* [SUPPLIED PASSAGE]:
((

# Smoking Cheese



## BrianGSDTexoma (Feb 7, 2021)

Good day for smoking some cheese and whiskey.  Next weekend gonna be chili weather.  

Nice assortment








Filled that foil pan with jar of corn & rye whiskey for some smoked BQQ whiskey.







Nice thin blue cherry wood smoke







Wish I would of never seeded this fescue.  All ready over due to be mowed!







Planning 4 hour smoke.  Into fridge 24 hour than vacuum seal.   Looking forward to that ghost pepper cheese.


----------



## 6GRILLZNTN (Feb 7, 2021)

Heck yea!  That's going to be awesome.


----------



## thirdeye (Feb 7, 2021)

You have a good plan!  I have not tried smoked whiskey, can you elaborate on the flavor, and do you drink it straight or use in a mixed drink?  I'm thinking it would be fantastic in a Whiskey Bullshot (I'll put the recipe below).  Now, I have smoked water, then strained it through a coffee filter and made ice cubes with it.  This is good if you drink whiskey with a rock or two.

))

* [DATA]:
((

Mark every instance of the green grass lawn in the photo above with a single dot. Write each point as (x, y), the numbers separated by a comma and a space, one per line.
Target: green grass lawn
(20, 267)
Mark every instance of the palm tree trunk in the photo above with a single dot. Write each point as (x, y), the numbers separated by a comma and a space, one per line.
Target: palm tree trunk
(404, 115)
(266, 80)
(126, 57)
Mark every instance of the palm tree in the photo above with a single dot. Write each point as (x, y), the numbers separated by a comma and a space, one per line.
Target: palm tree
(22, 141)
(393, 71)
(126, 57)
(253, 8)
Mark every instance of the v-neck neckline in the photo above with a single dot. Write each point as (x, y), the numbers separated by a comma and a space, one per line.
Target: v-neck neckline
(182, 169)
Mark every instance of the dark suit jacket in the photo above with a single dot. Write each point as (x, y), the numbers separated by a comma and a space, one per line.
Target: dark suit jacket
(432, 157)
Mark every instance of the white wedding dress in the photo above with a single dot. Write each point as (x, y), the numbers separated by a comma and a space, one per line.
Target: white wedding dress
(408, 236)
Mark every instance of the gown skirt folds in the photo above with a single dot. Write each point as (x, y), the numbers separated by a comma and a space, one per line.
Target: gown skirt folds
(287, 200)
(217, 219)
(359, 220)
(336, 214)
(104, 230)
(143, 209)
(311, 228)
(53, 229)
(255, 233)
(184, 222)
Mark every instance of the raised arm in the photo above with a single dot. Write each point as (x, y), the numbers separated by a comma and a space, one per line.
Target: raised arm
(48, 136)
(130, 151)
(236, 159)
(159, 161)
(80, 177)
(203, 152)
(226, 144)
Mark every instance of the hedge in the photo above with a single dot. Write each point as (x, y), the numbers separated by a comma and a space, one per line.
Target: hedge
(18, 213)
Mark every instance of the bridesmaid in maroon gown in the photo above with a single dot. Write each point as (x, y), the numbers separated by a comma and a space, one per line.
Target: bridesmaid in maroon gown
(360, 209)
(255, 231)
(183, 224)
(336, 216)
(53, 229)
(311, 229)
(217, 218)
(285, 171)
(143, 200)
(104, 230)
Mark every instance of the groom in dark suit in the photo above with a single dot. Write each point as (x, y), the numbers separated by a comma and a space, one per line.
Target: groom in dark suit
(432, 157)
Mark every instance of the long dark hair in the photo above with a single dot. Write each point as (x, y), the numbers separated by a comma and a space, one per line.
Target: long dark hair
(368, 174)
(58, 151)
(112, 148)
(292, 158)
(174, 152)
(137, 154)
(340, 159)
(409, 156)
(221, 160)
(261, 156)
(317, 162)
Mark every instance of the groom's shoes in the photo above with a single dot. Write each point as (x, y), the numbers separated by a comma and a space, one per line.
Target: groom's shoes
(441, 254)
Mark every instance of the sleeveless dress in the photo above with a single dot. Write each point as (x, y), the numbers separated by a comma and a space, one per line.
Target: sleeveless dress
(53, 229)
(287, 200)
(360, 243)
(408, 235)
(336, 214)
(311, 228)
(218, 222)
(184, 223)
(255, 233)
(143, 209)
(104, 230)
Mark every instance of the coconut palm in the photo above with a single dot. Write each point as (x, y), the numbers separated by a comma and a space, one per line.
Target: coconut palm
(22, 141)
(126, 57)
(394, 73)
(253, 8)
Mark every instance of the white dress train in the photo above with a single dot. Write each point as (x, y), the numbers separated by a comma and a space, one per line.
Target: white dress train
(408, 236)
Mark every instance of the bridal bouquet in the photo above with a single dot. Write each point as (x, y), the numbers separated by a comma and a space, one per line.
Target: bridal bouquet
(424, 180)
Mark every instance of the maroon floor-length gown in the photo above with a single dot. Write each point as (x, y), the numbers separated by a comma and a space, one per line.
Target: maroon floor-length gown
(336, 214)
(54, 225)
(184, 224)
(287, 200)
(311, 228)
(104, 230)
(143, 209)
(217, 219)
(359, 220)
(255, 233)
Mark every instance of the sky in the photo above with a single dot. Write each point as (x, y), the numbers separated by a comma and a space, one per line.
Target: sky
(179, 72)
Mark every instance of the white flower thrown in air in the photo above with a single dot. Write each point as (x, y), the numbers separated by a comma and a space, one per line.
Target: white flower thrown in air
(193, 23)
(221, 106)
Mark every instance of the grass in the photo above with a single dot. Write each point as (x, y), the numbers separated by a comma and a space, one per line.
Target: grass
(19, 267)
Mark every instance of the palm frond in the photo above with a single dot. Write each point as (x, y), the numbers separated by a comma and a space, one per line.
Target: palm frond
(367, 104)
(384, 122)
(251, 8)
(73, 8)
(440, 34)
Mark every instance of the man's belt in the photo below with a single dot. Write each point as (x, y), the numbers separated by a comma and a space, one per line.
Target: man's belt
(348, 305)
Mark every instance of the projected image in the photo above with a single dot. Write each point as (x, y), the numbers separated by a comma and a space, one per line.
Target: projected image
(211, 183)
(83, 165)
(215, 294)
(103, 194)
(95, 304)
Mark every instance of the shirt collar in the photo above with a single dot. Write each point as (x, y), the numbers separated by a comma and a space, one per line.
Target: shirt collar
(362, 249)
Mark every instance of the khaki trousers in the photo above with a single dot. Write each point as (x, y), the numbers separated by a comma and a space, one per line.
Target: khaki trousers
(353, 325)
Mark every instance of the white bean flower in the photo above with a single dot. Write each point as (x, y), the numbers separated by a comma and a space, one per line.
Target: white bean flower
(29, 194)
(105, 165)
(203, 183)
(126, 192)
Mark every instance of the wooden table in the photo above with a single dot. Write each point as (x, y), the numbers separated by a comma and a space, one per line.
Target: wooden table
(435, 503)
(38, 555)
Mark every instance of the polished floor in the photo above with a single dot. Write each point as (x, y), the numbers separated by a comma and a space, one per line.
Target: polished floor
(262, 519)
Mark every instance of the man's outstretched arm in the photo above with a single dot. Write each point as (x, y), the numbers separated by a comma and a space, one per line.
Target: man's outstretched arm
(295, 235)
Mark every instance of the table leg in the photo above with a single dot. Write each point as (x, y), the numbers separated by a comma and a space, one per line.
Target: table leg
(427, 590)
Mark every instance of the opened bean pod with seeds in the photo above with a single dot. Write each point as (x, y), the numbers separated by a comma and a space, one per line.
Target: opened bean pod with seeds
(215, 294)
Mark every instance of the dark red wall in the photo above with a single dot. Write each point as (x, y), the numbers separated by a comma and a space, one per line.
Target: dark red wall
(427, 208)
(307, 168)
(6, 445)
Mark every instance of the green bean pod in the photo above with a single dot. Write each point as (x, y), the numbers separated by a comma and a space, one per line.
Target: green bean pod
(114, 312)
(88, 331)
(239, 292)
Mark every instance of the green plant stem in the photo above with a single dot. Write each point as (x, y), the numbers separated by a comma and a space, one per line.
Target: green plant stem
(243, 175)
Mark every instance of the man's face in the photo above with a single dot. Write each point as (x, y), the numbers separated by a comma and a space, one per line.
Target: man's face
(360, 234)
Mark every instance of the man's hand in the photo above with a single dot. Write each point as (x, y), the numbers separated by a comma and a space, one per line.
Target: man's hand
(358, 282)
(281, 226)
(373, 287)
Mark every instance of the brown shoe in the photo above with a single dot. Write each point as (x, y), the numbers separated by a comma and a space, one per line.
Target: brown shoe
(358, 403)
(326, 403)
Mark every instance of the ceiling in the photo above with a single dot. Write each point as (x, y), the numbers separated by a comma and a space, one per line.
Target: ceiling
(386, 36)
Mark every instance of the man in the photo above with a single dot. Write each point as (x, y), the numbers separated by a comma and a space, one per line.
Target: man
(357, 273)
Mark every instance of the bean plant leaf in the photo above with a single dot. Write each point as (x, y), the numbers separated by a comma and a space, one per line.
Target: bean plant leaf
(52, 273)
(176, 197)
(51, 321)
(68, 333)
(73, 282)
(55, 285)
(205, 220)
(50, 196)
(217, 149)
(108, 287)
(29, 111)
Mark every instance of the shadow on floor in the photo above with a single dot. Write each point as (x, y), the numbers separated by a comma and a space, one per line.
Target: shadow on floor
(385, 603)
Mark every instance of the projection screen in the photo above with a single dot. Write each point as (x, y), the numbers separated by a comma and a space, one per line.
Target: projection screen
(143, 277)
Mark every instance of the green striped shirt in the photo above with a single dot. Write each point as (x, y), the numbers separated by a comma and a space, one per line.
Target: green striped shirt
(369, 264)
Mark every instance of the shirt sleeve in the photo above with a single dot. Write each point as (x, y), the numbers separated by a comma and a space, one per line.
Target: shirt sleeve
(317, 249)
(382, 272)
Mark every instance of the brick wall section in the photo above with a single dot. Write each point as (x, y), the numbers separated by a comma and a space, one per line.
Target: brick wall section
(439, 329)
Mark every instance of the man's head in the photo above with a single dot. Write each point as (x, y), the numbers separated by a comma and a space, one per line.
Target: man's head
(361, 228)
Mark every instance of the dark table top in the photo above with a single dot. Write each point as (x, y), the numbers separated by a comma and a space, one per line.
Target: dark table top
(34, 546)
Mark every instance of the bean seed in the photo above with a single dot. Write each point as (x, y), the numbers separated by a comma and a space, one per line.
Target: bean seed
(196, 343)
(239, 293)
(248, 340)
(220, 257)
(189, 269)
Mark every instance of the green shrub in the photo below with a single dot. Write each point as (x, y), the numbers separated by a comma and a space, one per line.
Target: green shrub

))

Reproduce the cheese-smoking thread starting at "Planning 4 hour" and ending at "to be awesome.", substituting "refrigerator" for "fridge".

* [OUTPUT OF THE TASK]:
Planning 4 hour smoke.  Into refrigerator 24 hour than vacuum seal.   Looking forward to that ghost pepper cheese.


----------



## 6GRILLZNTN (Feb 7, 2021)

Heck yea!  That's going to be awesome.